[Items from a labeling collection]
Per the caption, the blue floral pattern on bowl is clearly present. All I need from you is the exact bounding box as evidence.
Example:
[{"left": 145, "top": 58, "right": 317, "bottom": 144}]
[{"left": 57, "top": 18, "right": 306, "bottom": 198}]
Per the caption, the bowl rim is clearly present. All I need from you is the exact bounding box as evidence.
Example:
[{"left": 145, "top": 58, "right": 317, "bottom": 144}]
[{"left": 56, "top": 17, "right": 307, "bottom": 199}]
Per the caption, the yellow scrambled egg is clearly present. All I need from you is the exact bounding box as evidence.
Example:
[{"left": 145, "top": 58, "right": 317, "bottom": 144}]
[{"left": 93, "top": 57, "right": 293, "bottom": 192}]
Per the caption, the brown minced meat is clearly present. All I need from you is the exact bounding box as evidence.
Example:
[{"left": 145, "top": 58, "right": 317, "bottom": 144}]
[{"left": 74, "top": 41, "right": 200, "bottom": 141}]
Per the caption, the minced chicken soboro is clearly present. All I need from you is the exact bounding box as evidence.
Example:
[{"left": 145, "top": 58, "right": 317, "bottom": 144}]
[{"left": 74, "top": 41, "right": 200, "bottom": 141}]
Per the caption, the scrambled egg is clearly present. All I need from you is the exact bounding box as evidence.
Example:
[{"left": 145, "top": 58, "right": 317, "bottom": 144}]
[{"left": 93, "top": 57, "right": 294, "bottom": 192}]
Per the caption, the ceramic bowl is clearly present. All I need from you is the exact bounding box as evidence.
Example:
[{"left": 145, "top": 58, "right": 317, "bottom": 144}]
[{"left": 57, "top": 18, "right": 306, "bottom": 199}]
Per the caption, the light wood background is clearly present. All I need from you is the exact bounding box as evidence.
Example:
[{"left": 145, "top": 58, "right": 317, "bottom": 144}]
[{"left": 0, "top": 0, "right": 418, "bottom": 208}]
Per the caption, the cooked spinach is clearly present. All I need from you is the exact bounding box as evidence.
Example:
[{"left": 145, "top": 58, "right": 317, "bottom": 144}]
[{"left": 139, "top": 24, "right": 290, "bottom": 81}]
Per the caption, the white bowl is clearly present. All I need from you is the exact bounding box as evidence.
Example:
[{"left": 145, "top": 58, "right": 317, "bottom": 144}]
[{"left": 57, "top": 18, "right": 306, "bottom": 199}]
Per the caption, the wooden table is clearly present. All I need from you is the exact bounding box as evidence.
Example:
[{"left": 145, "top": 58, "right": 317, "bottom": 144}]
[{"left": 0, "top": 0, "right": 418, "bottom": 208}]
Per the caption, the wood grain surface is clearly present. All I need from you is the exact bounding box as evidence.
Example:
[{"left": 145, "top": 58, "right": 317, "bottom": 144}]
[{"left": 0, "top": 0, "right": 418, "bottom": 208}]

What is expected
Gather every line of the records above that contains the string "minced", treating uppercase and lowercase letters as distinct.

Output
Per the caption, the brown minced meat is clearly present. All I need from you is the exact bounding box as evidence.
Per the caption, the minced chicken soboro is clearly present. All I need from you is the exact bounding box as evidence.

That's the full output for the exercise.